Given instruction
In the data below, find the line containing "Please spot the pile"; reproduce that line and all subsequent lines exactly, and nothing else.

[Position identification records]
——————

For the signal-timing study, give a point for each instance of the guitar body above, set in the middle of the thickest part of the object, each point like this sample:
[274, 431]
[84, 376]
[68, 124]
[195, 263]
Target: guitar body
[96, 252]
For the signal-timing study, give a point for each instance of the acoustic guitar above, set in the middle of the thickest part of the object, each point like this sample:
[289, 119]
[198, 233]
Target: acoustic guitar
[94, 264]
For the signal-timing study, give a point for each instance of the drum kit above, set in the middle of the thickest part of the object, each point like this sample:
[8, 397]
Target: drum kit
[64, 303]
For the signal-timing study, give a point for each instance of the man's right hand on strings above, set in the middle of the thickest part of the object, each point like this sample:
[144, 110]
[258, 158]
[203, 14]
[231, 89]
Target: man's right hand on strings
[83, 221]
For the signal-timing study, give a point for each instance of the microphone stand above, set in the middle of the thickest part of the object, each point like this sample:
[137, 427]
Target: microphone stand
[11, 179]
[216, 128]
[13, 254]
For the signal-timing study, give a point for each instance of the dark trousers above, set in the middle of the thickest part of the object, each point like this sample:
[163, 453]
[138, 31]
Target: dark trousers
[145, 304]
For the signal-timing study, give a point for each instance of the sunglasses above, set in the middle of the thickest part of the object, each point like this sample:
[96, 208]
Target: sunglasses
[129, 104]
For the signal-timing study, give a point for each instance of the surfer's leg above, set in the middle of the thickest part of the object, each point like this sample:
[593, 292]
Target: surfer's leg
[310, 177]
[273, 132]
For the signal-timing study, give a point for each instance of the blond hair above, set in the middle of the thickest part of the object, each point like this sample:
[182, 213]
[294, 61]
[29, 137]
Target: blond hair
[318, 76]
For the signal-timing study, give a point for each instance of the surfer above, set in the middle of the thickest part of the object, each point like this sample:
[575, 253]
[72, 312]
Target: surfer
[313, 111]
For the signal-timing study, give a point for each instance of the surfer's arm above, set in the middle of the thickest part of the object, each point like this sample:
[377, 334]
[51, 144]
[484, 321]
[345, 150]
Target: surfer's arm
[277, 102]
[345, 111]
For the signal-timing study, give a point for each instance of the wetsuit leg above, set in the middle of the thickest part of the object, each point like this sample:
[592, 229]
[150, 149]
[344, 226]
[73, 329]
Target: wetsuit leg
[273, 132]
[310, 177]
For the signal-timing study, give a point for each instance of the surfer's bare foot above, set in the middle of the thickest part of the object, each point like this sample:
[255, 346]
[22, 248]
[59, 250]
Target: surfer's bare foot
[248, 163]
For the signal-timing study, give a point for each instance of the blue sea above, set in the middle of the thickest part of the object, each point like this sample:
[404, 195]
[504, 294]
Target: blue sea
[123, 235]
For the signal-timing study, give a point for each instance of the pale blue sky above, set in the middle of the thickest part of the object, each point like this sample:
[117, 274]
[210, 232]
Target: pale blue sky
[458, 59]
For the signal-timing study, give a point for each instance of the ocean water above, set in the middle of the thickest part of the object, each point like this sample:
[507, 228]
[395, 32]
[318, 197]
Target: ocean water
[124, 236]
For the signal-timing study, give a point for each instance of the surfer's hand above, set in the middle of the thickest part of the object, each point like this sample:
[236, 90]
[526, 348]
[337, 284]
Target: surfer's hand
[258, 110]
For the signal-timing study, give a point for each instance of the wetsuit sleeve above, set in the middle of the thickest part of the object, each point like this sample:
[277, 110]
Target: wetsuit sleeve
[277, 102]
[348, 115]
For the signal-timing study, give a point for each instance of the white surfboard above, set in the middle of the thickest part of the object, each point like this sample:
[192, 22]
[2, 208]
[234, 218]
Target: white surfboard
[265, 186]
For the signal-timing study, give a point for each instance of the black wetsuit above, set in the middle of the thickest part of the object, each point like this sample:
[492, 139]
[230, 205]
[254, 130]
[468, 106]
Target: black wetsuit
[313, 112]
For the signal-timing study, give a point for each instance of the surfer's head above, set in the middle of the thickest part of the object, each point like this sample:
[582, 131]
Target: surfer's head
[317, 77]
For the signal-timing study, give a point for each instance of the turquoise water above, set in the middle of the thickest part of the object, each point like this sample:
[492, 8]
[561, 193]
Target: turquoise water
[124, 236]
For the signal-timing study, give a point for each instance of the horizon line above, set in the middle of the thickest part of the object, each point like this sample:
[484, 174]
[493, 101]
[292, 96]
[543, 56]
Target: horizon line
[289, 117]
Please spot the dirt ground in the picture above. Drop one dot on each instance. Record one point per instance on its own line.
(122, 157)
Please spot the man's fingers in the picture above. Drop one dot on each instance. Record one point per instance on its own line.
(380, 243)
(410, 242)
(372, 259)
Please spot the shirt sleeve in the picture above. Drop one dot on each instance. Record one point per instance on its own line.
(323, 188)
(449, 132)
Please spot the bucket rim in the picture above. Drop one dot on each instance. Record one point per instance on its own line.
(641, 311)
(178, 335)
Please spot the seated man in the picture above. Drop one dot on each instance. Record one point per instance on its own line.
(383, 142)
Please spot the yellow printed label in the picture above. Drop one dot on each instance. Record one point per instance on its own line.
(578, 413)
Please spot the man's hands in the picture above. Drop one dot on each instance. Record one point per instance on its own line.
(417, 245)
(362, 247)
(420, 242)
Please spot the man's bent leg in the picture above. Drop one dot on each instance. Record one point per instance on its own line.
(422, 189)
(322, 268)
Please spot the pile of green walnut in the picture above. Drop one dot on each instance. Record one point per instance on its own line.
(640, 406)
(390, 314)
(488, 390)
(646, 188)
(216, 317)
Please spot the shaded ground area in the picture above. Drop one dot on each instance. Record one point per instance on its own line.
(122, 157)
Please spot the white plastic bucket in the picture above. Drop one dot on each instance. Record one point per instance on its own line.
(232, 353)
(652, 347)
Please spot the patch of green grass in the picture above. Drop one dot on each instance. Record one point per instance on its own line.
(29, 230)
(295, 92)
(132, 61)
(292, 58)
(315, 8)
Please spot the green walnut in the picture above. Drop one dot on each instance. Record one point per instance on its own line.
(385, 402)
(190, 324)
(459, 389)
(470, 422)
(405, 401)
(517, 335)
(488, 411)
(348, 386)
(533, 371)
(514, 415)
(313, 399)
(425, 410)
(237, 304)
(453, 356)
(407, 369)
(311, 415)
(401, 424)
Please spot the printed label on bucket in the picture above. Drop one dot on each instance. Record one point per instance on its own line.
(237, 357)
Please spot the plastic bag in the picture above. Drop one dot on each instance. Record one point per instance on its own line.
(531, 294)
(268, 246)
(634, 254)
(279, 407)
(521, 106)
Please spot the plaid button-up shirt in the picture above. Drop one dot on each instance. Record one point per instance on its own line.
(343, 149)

——————

Final answer
Please spot the pile of green walnut in the picture above. Drop one dot on each instance. Record one point per instance on its own line.
(640, 406)
(390, 314)
(488, 390)
(646, 188)
(216, 317)
Please spot the shaded ground area in the picture above. Drop one dot on each instance. Record one point per instance on its own line.
(122, 157)
Please spot the white plastic bucket in the picture above. Drop one dot on each instance. Record one point per instance on its own line.
(232, 353)
(652, 347)
Please spot the patch of green grass in the picture above. Drop one dot on each instance. Record one point per instance on its own line.
(29, 230)
(295, 92)
(132, 61)
(292, 58)
(315, 8)
Please spot the green walnut in the picture above. Drop one dot on each instance. Record one point per instance on its own line.
(385, 402)
(190, 324)
(459, 389)
(470, 422)
(405, 401)
(517, 335)
(488, 411)
(348, 386)
(533, 371)
(514, 415)
(313, 399)
(425, 410)
(237, 304)
(453, 356)
(407, 369)
(311, 415)
(401, 424)
Please spot the printed label on bucket in the picture above. Drop one dot on each instance. Record one point per instance on its own line.
(237, 357)
Please spot the plastic bag in the picture above. Drop one dot on each instance. Record one point per instance on its own line.
(531, 294)
(268, 246)
(634, 254)
(279, 407)
(521, 106)
Please spot the plaid button-up shirt in the picture above. Drop one dot on each instance. Record one point per instance on its own line.
(343, 149)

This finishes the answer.